**Instrucciones:**
Comenzando por la línea que contiene "Can you see the horse front" y continuando hasta la línea que contiene "[[497, 158]]", ambas incluidas, reproduzca íntegramente todas esas líneas sin omitir ninguna. Desplace en 16 cada número de las coordenadas que figuran en las respuestas.

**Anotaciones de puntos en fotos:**
--------

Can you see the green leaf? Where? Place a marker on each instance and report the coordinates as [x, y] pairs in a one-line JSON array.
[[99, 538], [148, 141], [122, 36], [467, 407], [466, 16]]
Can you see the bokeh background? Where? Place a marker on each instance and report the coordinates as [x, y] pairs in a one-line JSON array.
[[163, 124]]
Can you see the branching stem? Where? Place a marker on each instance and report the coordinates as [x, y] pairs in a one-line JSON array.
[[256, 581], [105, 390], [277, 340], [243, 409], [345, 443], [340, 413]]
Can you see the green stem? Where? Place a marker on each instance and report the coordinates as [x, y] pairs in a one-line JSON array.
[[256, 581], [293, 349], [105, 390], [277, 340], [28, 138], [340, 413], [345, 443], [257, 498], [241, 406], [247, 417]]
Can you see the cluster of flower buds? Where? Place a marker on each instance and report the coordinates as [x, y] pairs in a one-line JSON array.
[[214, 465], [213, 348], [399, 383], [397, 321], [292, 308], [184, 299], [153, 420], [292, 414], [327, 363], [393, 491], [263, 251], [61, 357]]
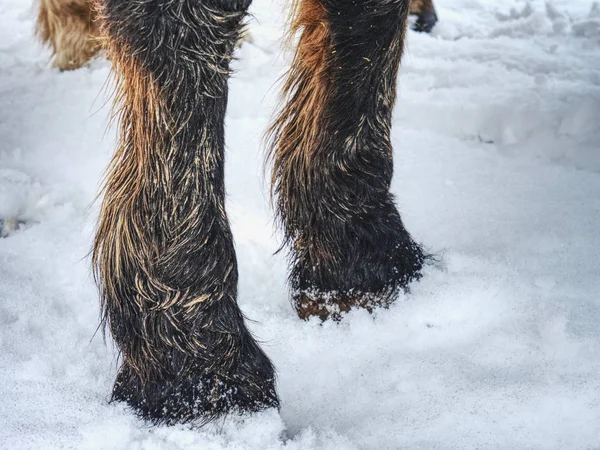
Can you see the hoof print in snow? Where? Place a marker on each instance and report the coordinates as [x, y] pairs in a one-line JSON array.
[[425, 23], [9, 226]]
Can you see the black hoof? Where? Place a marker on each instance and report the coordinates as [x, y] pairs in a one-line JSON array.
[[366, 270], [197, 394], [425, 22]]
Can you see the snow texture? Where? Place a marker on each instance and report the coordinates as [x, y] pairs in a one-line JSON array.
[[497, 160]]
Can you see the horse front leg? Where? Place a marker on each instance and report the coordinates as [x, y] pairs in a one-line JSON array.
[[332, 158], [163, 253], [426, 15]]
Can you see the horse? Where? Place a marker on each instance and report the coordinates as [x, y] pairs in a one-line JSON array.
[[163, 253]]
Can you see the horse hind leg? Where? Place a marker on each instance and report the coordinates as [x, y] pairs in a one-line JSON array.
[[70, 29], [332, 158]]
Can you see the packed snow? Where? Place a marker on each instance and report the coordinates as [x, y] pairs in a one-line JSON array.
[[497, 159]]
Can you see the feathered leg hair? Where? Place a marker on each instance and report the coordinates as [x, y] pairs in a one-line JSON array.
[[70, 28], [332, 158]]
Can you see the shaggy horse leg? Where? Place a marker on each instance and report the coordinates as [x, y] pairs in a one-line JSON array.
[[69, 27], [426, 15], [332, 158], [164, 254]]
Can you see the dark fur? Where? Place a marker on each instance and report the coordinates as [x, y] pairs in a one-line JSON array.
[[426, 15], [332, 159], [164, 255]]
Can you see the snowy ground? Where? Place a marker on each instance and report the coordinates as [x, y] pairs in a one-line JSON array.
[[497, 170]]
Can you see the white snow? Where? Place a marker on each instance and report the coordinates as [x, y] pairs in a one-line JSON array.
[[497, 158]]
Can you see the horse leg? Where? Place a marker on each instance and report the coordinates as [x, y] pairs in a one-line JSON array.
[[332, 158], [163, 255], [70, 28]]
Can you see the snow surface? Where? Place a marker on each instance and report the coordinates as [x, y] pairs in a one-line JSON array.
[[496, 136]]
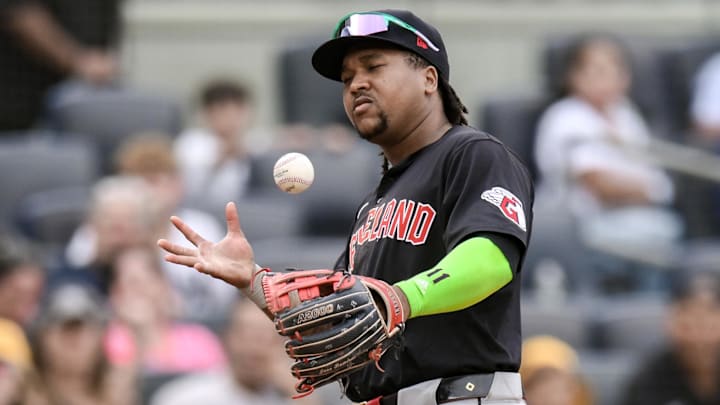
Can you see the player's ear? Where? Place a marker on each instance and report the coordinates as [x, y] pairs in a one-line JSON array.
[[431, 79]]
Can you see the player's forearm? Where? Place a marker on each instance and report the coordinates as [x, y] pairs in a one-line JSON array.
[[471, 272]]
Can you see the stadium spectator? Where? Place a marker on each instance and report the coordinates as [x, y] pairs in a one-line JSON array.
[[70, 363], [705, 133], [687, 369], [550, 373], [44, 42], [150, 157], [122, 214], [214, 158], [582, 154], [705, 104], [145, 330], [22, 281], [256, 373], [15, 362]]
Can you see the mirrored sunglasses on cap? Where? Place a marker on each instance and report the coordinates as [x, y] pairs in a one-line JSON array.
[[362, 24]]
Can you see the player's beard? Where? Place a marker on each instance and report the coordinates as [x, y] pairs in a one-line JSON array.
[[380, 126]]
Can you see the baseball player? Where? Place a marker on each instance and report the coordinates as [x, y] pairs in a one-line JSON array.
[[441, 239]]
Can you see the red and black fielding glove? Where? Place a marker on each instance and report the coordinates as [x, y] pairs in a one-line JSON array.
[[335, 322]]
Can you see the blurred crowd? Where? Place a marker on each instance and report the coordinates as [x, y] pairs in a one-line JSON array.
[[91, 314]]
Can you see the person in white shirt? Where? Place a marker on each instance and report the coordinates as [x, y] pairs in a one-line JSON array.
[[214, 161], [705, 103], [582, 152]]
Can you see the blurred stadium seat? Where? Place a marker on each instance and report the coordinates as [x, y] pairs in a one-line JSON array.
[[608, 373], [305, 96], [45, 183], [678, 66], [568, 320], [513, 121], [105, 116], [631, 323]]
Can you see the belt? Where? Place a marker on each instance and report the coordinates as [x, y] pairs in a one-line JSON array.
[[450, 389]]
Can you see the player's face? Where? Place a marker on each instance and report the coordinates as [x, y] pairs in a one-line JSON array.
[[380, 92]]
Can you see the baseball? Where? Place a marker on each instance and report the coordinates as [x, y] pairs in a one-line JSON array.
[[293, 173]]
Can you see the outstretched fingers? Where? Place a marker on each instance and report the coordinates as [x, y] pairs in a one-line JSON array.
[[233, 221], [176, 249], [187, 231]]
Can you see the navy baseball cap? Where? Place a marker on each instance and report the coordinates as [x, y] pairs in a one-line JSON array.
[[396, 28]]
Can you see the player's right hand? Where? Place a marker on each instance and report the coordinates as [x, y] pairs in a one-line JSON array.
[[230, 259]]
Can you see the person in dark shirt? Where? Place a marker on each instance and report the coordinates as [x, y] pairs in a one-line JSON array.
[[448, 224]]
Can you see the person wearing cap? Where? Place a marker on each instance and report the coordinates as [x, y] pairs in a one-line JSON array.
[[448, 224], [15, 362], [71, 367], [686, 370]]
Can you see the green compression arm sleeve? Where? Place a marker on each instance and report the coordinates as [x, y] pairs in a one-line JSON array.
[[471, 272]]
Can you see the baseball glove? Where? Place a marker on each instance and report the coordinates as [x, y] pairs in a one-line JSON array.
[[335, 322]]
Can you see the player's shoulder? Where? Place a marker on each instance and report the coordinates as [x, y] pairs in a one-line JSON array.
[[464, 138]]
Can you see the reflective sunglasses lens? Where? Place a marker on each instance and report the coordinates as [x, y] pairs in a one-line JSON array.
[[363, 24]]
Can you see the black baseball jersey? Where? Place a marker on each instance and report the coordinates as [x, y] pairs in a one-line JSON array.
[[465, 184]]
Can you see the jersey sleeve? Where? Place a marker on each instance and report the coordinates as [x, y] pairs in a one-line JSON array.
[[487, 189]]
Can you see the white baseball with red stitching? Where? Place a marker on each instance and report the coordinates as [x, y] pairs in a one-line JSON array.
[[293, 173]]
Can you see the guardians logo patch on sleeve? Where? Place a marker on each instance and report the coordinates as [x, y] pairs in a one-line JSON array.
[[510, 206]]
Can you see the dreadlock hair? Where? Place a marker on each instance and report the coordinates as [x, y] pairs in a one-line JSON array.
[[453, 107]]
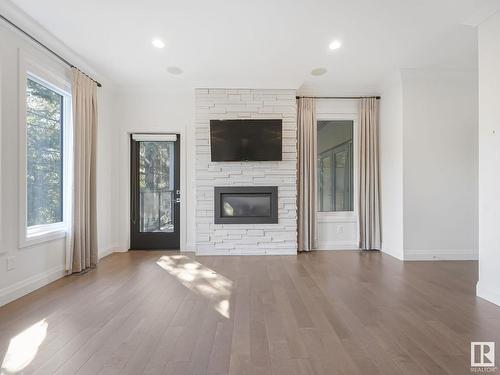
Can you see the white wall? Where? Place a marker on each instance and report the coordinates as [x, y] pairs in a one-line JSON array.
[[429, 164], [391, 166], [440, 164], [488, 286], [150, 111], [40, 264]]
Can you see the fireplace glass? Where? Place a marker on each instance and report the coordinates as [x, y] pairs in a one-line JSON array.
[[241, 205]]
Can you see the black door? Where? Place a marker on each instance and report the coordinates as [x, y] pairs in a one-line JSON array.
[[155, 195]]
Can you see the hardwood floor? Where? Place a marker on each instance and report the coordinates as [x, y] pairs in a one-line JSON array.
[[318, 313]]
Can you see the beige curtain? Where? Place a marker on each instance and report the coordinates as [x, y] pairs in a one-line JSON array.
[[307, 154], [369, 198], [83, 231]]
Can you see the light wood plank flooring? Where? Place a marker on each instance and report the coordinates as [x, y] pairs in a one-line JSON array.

--------

**Solución:**
Can you see the horse front leg? Where? Place a marker on each instance and report the coordinates as [x, y] pairs in a one-line JSON array.
[[348, 174], [179, 269], [442, 31]]
Can you see the horse? Where? Place a marker on each instance and report the coordinates as [x, y] pairs in a one-line JSON array.
[[179, 269]]
Can you see the horse hind leg? Where? Place a marker on each instance and report the coordinates as [x, y] pairs in a one-line JSON array.
[[86, 45], [348, 174]]
Can you see the packed snow? Where? Place a marker on each instance and report the coordinates as [x, y] pairs in a one-line JSON array.
[[513, 175]]
Can you see the feathered leg hair? Where? Place a marker on each instance and report the coordinates as [x, y] pairs in a one-line JSON array.
[[86, 44], [348, 174]]
Can you see the shaggy horse leg? Where? Place a marker on each instance and report the coordinates as [x, y] pairs in a one-line JSON array.
[[85, 43], [442, 31], [348, 174], [180, 270]]
Can you see the dark fur? Where? Place a marker on each instance and report the coordinates as [x, y] pairs in a one-line JSON array.
[[442, 31], [348, 175], [180, 271]]
Can you see the snowy ground? Where? Place a marker on each instance and report the coordinates as [x, y] pairs in a one-line JSON array.
[[513, 186]]
Can you see the white snow? Where? Place a marker on each instance and report the coordinates as [x, y] pairs in a one-line JSON array.
[[513, 174]]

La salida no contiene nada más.